» **Study material**:
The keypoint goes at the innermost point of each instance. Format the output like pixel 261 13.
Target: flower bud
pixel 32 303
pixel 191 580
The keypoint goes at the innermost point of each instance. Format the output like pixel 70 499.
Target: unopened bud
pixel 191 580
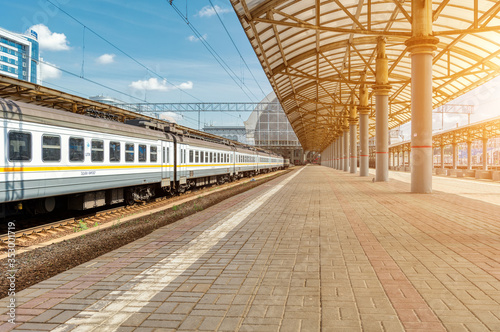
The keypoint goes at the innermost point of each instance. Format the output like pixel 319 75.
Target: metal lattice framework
pixel 314 53
pixel 482 130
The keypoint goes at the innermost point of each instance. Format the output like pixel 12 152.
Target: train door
pixel 182 164
pixel 166 169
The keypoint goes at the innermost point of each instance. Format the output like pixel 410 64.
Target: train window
pixel 114 151
pixel 153 156
pixel 51 148
pixel 142 152
pixel 76 149
pixel 97 150
pixel 19 146
pixel 129 152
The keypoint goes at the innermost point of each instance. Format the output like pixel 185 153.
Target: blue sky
pixel 153 34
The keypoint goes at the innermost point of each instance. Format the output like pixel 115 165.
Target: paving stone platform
pixel 316 250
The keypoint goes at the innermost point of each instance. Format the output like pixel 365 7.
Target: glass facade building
pixel 19 55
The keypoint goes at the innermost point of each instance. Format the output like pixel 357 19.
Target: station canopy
pixel 314 52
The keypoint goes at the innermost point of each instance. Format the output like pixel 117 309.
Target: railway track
pixel 78 223
pixel 38 233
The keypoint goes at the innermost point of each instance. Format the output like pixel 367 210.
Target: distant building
pixel 19 55
pixel 270 129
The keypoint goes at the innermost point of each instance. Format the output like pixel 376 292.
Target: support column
pixel 346 146
pixel 364 112
pixel 353 128
pixel 381 89
pixel 469 155
pixel 442 155
pixel 421 46
pixel 409 159
pixel 485 154
pixel 332 154
pixel 341 157
pixel 455 155
pixel 339 152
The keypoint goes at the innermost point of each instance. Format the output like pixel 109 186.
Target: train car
pixel 58 159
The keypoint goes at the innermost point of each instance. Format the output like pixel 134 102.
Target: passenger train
pixel 58 159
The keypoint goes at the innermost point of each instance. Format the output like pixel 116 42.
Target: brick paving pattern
pixel 328 251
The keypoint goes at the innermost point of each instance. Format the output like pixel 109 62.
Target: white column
pixel 381 89
pixel 455 155
pixel 442 156
pixel 485 154
pixel 421 46
pixel 346 149
pixel 469 155
pixel 364 112
pixel 341 154
pixel 353 134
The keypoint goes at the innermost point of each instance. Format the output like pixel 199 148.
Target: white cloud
pixel 208 11
pixel 48 70
pixel 51 41
pixel 154 85
pixel 195 39
pixel 186 86
pixel 106 59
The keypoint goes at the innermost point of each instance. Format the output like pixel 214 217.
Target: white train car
pixel 49 154
pixel 54 158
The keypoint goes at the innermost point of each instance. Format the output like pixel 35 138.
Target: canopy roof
pixel 314 52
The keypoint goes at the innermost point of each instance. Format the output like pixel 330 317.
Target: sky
pixel 151 33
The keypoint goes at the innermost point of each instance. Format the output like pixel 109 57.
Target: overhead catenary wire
pixel 129 56
pixel 214 53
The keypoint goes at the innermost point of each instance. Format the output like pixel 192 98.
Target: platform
pixel 316 250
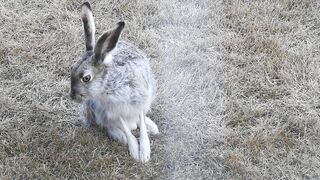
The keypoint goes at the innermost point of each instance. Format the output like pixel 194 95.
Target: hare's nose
pixel 73 94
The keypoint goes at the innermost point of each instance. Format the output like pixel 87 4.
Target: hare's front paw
pixel 144 149
pixel 152 128
pixel 134 148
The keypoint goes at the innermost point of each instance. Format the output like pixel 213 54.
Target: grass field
pixel 238 95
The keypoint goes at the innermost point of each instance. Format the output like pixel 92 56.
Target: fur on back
pixel 124 88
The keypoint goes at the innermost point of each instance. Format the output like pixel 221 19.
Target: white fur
pixel 108 59
pixel 144 140
pixel 132 141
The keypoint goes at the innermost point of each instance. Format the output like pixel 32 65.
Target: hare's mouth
pixel 77 97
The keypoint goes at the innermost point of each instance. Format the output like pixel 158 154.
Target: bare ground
pixel 238 90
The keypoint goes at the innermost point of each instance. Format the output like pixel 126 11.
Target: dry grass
pixel 238 90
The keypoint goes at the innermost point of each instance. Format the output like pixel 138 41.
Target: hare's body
pixel 116 83
pixel 126 89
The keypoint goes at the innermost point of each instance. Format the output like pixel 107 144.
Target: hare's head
pixel 87 73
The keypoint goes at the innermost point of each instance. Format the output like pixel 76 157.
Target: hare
pixel 114 82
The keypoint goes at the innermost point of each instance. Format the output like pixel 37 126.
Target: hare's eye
pixel 86 78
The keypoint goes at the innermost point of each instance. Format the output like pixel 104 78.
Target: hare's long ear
pixel 88 25
pixel 107 42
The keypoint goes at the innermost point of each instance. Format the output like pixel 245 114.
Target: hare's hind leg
pixel 132 141
pixel 144 140
pixel 151 126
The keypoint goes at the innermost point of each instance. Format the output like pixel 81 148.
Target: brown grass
pixel 238 90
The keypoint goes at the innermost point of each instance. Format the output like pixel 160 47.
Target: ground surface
pixel 238 90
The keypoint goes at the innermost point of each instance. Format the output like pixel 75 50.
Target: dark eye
pixel 86 78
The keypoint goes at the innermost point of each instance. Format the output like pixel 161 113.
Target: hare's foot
pixel 152 128
pixel 87 115
pixel 131 140
pixel 145 150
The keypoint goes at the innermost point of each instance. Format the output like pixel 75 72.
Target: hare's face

» **Problem requirements**: Output consists of exactly the lines from the one containing "pixel 75 72." to the end of the records above, retyped without change and with nothing extra.

» **Answer box**:
The keypoint goes at the innermost point of each instance. Format the output like pixel 75 72.
Target: hare's face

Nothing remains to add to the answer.